Given request:
Swap every "query" in the records below for "prompt" and reproduce them otherwise unchanged, leaving out the pictures.

::::

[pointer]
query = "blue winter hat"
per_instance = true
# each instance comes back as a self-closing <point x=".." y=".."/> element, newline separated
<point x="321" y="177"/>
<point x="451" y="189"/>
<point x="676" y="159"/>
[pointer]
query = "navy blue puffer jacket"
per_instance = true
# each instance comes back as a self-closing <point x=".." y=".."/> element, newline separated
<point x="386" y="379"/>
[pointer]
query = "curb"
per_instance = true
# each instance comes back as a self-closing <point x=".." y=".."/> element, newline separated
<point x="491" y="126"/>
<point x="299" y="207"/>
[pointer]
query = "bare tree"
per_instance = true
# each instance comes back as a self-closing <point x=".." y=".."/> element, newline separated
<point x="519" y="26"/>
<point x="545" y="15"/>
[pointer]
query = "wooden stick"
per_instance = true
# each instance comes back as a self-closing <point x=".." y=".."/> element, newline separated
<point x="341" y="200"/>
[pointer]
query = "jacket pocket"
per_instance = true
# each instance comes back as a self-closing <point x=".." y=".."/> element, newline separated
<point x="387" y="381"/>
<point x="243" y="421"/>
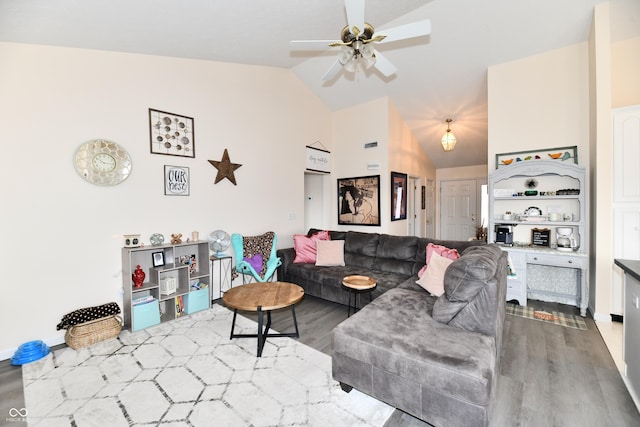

::::

The reply:
[pointer]
prompt = "blue winter hat"
per_instance = true
# each instance comes back as a self-closing <point x=".." y=".."/> element, newline separated
<point x="321" y="177"/>
<point x="451" y="189"/>
<point x="676" y="159"/>
[pointer]
prompt = "navy blue puffer jacket"
per_instance = true
# each instance comes back as a self-closing <point x=".." y=".."/> element, newline separated
<point x="386" y="379"/>
[pointer]
prompt = "curb"
per_instance = true
# each instance comes back as a self-closing <point x=".." y=".."/> element, newline separated
<point x="491" y="126"/>
<point x="299" y="207"/>
[pointer]
prompt = "bare tree"
per_instance = true
# each instance comes back as a self-closing <point x=".." y=".."/> element, newline separated
<point x="519" y="26"/>
<point x="545" y="15"/>
[pointer]
prompt = "wooden stick"
per_instance = true
# each instance comes back as a self-closing <point x=".." y=".."/> element, newline separated
<point x="341" y="200"/>
[pointer]
prompt = "jacket pocket"
per_instance = true
# each instance comes back as a self-closing <point x=".." y=".."/> element, newline separated
<point x="387" y="381"/>
<point x="243" y="421"/>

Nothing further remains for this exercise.